* Exercise description: Copy the entries from the line containing "Mark every instance of the meatball" through the end, substituting "dumpling" for "meatball" and leaving everything else unchanged.
>> BEGIN
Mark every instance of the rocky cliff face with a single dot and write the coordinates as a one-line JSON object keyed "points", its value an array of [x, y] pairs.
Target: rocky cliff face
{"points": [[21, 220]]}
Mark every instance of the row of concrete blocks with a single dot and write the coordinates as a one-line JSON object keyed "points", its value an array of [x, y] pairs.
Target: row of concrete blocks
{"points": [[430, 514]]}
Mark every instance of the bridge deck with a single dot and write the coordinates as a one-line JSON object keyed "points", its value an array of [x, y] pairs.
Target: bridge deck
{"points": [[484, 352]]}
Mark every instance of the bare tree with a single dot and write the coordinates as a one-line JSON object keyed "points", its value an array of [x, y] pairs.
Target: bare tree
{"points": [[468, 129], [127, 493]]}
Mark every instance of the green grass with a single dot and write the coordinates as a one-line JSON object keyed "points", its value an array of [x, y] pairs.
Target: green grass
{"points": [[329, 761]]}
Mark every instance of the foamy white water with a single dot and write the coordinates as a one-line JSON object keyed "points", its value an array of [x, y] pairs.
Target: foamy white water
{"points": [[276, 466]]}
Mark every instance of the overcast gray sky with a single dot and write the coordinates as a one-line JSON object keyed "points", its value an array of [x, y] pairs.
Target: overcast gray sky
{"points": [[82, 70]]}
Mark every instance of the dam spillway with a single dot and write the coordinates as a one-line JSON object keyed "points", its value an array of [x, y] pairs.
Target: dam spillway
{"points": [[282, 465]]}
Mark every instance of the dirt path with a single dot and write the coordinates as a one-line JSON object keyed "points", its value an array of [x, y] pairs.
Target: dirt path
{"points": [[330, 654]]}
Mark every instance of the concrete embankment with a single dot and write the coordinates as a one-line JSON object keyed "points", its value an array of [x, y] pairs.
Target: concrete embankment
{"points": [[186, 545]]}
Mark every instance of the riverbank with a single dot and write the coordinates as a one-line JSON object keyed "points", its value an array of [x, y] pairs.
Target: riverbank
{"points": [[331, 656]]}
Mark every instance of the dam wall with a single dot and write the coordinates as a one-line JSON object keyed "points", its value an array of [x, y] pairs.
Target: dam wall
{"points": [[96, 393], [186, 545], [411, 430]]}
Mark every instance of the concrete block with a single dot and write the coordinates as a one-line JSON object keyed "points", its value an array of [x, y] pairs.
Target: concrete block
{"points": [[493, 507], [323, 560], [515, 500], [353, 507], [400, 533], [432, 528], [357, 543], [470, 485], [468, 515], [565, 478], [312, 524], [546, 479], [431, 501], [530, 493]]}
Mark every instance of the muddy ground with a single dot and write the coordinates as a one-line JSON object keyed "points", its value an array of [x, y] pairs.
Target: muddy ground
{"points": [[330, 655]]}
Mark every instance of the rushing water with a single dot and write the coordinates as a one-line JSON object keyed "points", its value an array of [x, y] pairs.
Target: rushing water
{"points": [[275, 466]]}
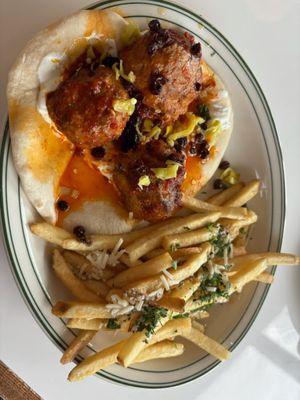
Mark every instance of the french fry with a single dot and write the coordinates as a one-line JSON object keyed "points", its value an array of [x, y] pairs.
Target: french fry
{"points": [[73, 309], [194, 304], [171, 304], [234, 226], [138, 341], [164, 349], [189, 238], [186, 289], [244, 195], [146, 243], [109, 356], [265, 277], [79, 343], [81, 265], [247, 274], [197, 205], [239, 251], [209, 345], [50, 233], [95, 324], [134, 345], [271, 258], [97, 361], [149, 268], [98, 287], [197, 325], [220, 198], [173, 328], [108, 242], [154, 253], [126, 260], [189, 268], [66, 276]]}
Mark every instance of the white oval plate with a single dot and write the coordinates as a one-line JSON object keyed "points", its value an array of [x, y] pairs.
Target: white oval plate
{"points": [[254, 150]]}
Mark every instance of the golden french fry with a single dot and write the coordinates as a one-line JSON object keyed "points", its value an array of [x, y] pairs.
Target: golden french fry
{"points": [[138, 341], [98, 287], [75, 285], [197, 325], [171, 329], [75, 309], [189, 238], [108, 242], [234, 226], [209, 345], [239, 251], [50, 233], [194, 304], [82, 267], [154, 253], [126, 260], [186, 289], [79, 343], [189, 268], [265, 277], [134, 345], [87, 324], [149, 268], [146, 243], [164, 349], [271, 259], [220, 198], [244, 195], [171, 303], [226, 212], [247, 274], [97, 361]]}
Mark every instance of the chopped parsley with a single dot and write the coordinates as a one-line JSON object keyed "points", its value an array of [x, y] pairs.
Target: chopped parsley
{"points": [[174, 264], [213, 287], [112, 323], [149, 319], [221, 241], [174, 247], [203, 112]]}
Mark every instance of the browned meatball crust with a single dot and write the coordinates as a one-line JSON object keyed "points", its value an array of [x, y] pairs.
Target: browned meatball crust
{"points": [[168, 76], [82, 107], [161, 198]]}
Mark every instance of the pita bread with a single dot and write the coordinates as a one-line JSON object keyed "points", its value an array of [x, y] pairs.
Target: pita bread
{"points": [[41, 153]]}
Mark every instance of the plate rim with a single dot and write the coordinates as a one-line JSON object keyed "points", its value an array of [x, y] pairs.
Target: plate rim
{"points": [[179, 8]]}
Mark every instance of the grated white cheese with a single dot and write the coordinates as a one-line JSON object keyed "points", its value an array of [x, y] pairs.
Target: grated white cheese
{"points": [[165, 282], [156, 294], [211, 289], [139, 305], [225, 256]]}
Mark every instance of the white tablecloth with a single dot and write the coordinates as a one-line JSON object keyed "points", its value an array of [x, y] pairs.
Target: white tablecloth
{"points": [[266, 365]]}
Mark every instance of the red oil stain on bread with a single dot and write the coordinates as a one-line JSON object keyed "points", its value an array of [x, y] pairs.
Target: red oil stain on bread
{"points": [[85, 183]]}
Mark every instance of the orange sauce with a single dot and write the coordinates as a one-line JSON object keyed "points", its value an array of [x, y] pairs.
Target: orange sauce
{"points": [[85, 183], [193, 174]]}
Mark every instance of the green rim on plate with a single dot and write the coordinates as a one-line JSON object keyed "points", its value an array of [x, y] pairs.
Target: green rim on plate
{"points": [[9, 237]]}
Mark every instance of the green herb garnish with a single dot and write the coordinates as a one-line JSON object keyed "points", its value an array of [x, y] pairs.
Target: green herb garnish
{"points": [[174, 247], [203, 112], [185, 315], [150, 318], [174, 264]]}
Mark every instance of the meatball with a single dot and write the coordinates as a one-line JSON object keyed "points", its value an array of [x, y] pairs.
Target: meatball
>> END
* Written reply:
Mark every instance of the dumpling with a single dot and write the coordinates as a one-line JSON object keyed "points", its value an array of [x, y] pairs.
Target: dumpling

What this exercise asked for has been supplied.